Input for this task:

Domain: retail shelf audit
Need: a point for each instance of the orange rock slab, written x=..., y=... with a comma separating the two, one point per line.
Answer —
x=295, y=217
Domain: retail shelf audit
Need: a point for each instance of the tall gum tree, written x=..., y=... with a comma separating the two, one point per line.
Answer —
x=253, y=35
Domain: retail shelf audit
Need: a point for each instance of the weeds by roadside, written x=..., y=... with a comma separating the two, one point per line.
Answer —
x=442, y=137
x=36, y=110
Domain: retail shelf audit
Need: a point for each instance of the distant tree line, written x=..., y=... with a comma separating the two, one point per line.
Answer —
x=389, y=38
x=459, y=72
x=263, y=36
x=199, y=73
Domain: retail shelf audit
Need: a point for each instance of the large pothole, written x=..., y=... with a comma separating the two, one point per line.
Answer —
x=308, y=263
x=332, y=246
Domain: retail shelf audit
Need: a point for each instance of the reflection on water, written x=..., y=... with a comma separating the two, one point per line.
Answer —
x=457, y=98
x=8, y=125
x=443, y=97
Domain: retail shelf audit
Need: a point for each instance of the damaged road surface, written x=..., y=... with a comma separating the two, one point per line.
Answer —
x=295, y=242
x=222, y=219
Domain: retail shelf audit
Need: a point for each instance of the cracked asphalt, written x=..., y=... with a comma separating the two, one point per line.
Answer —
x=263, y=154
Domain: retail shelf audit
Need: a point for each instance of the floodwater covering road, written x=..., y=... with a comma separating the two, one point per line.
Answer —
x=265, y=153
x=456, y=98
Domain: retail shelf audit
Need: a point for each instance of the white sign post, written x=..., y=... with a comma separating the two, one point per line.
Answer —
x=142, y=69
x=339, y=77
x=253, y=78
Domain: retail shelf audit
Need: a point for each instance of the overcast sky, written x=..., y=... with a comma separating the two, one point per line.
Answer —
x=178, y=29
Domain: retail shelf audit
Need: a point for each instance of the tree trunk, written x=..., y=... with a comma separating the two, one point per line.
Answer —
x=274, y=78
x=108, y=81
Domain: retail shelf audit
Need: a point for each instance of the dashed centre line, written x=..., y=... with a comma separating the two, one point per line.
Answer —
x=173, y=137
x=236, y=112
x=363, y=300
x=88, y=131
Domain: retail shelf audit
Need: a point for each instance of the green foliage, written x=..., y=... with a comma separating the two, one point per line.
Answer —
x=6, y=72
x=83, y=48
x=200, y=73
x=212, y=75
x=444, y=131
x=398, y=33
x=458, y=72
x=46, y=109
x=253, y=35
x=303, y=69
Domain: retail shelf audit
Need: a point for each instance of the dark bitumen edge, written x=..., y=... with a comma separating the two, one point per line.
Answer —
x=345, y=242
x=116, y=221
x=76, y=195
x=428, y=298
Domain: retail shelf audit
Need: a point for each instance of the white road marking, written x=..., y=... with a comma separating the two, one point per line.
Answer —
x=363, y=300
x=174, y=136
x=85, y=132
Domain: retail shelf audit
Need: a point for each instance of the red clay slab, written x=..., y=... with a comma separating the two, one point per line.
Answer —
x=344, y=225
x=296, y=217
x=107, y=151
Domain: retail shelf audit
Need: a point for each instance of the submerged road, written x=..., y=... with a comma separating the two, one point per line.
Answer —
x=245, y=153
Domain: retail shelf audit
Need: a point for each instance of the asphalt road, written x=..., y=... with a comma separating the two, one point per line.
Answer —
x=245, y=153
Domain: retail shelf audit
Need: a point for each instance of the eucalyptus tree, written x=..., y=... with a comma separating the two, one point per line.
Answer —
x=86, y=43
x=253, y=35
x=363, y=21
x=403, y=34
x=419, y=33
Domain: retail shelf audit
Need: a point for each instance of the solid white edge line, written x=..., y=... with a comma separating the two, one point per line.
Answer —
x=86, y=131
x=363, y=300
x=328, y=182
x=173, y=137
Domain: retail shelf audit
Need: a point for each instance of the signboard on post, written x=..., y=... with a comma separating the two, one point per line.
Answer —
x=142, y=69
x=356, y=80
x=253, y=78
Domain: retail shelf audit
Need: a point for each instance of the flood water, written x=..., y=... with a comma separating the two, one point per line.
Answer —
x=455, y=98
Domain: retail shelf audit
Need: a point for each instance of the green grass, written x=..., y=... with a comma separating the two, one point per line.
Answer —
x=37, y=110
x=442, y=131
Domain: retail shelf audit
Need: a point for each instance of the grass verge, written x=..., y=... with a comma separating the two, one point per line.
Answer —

About this exercise: Give back every entry exactly, with nothing left out.

Solution to this exercise:
Domain: retail shelf audit
Need: a point for each instance of the orange rock slab, written x=..., y=... with a comma separating the two, one point per line.
Answer —
x=295, y=217
Domain: retail shelf audit
Need: a point for each instance of the tall gum tree, written x=..., y=... with a comma separating the two, one point per line.
Answer —
x=253, y=35
Domain: retail shelf audit
Need: a point for each instance of the weeds by roadside, written x=..., y=... with a comma separating the two, one point per line.
Answer —
x=442, y=137
x=36, y=110
Domain: retail shelf audit
Need: a point for each instance of the distant tree line, written x=..., y=... with a comma separating the two, one point per line.
Answer —
x=389, y=38
x=459, y=72
x=263, y=36
x=199, y=73
Domain: retail shelf audit
Need: a point for each instance of the large pothole, written x=..., y=... with a comma separating the two, one point per line.
Answer —
x=308, y=263
x=332, y=246
Domain: retail shelf audit
Need: a point for each instance of the reflection on water, written x=..., y=... with a comma separating the two, one point per line.
Answer —
x=457, y=98
x=8, y=125
x=443, y=97
Domain: retail shelf audit
Need: a point for each instance of the damaged road surface, written x=..., y=... with a comma separating the two, one point per line.
Answer —
x=295, y=242
x=222, y=219
Domain: retail shelf audit
Need: a point for each instance of the cracked asphalt, written x=..., y=... with a comma separating the two, one point per line.
Answer —
x=263, y=154
Domain: retail shelf audit
Need: a point for each instance of the floodwater covering road, written x=..., y=... with a comma separating the two, one point per line.
Answer —
x=265, y=153
x=456, y=98
Domain: retail shelf audit
Need: a point for each instance of the white sign post, written x=..., y=... with a comma separating the two, one point per line.
Answer —
x=142, y=69
x=339, y=77
x=253, y=78
Domain: retail shelf audit
Need: a point for each instance of the overcast sky, written x=..., y=... with a comma separating the two, one point per line.
Answer —
x=178, y=29
Domain: retail shelf audit
Need: a point for each instance of the tree trunk, written x=..., y=... with a comma separating the two, one point per line.
Answer —
x=274, y=78
x=108, y=81
Domain: retail shelf audit
Need: a point for each instance of the dashed centre line, written x=..., y=... with a comma separating the two, one point per line.
Answer —
x=173, y=137
x=236, y=112
x=363, y=300
x=88, y=131
Domain: retail shelf audit
Need: a point for each instance of the green foliage, written x=..., y=... with a comma separating the two, one point per line.
Answer —
x=6, y=72
x=83, y=48
x=200, y=73
x=212, y=75
x=444, y=131
x=398, y=33
x=458, y=72
x=46, y=109
x=253, y=35
x=303, y=69
Domain: retail shelf audit
Need: a point for each instance of the dark bitumen edge, written x=..., y=... with a comma separating the two, one point per line.
Answer —
x=345, y=242
x=116, y=221
x=76, y=195
x=428, y=298
Domain: retail shelf audit
Need: a point for each instance of the white road marking, written x=..., y=... with a comma separating the two, one point per line.
Answer —
x=363, y=300
x=174, y=136
x=85, y=132
Domain: retail shelf audit
Need: a point for each instance of the red clay slab, written x=..., y=... with a comma separating the two, one point per line.
Answer —
x=344, y=225
x=296, y=217
x=107, y=151
Domain: retail shelf audit
Need: a point for each instance of the submerged road, written x=..., y=... with a comma separating the two, one point per line.
Answer —
x=245, y=153
Domain: retail shelf audit
Need: a point for each instance of the asphalt road, written x=..., y=... with a comma separating the two, one point per line.
Answer —
x=245, y=153
Domain: retail shelf audit
Need: a point for each instance of the eucalyptus tree, written x=..., y=... with a comma separating the two, one point per line.
Answer —
x=86, y=43
x=253, y=35
x=363, y=21
x=403, y=34
x=419, y=33
Domain: retail shelf audit
Need: a point for each instance of the solid white edge line, written x=..., y=... with a comma separating the two, one point per line.
Answer —
x=86, y=131
x=363, y=300
x=328, y=182
x=173, y=137
Domain: retail shelf audit
Need: a point for each instance of the signboard on post, written x=..., y=... with a comma separating the two, one point per line.
Answer —
x=142, y=69
x=356, y=80
x=253, y=78
Domain: retail shelf audit
Need: a point for each instance of the flood water, written x=..., y=... with a comma separating the two, one point per line.
Answer —
x=455, y=98
Domain: retail shelf audit
Need: a point for each instance of the green grass, written x=..., y=... with a comma separating the two, one point per line.
Answer —
x=37, y=110
x=442, y=131
Domain: retail shelf audit
Need: a point for each instance of the grass verge, written x=..., y=... with a comma separating the two, one point per line.
Answer —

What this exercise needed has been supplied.